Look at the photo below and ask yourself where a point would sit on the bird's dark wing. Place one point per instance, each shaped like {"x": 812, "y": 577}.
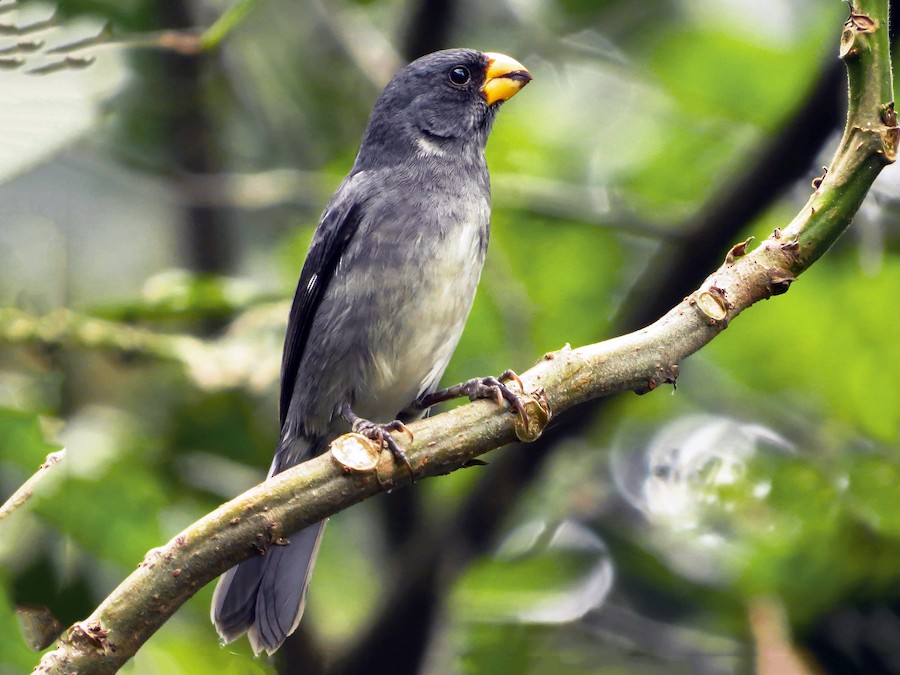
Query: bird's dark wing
{"x": 337, "y": 227}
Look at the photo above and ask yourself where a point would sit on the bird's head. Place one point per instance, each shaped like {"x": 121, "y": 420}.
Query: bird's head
{"x": 445, "y": 101}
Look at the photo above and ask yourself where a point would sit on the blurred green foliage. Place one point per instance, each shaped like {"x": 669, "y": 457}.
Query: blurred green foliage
{"x": 638, "y": 113}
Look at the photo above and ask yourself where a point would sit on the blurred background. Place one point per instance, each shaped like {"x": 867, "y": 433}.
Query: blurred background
{"x": 155, "y": 207}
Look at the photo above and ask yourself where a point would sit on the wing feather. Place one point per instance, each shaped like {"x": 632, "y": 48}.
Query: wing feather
{"x": 337, "y": 227}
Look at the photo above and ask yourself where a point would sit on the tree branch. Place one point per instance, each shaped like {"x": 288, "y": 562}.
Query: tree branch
{"x": 639, "y": 361}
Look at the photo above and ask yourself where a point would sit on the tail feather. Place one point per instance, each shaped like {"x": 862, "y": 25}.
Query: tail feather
{"x": 265, "y": 596}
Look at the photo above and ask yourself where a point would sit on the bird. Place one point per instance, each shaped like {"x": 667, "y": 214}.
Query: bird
{"x": 381, "y": 302}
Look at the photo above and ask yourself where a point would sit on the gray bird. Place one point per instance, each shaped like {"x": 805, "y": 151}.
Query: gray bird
{"x": 381, "y": 302}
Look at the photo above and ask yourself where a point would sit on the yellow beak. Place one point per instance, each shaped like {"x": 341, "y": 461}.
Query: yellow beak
{"x": 504, "y": 77}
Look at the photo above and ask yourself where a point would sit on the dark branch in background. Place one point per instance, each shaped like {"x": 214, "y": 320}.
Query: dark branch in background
{"x": 191, "y": 138}
{"x": 430, "y": 26}
{"x": 678, "y": 267}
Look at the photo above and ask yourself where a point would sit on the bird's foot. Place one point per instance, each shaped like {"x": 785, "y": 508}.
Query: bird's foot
{"x": 380, "y": 433}
{"x": 483, "y": 387}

============

__WHAT TO WORK ON__. The line containing "on the yellow" marks the end: transcribe every line from the start of the listing up to and including it, minus the pictures.

__REPLY TO THE TASK__.
Look at the photo below and ask yourself where a point would sit on the bird's dark wing. Place one point per instance, each shaped like {"x": 812, "y": 577}.
Query: bird's dark wing
{"x": 337, "y": 227}
Look at the photo above and ask yourself where a point would sit on the bird's head. Place one point per instance, each shaped like {"x": 121, "y": 420}.
Query: bird's head
{"x": 445, "y": 101}
Look at the photo above and ask yourself where a point would sit on the blurred green foliage. Place one point per instance, each shaped like {"x": 669, "y": 457}.
Query: blurred green foliage
{"x": 638, "y": 113}
Look at the photo above and ask yourself where a point would sit on the blurred background. Place one point per instance, each shaped like {"x": 867, "y": 433}.
Query: blurred background
{"x": 155, "y": 207}
Look at the photo above and ask yourself where a point would sit on the wing feather. Place one point per instance, each shaped like {"x": 632, "y": 48}.
Query: wing feather
{"x": 337, "y": 227}
Look at the photo above and ask yourself where a point would sit on the tree branch. Place one point per instance, each shaped like {"x": 288, "y": 562}.
Query: tree branch
{"x": 639, "y": 361}
Look at the photo above and ask yourself where a point would sit on the tail feather. Place one point per instance, each shaped like {"x": 862, "y": 25}.
Query: tail feather
{"x": 265, "y": 596}
Look at the photo above and ask yourself where a point would sit on the bird. Place one point per instance, each shaped like {"x": 667, "y": 214}.
Query: bird
{"x": 381, "y": 302}
Look at the photo above and ask yourself where a point would sit on the gray bird. Place one point per instance, each shaped like {"x": 805, "y": 151}.
Query: gray bird
{"x": 381, "y": 302}
Look at the photo above and ask yourself where a point would sit on the yellow beak. Place one point per instance, each shaped like {"x": 341, "y": 461}.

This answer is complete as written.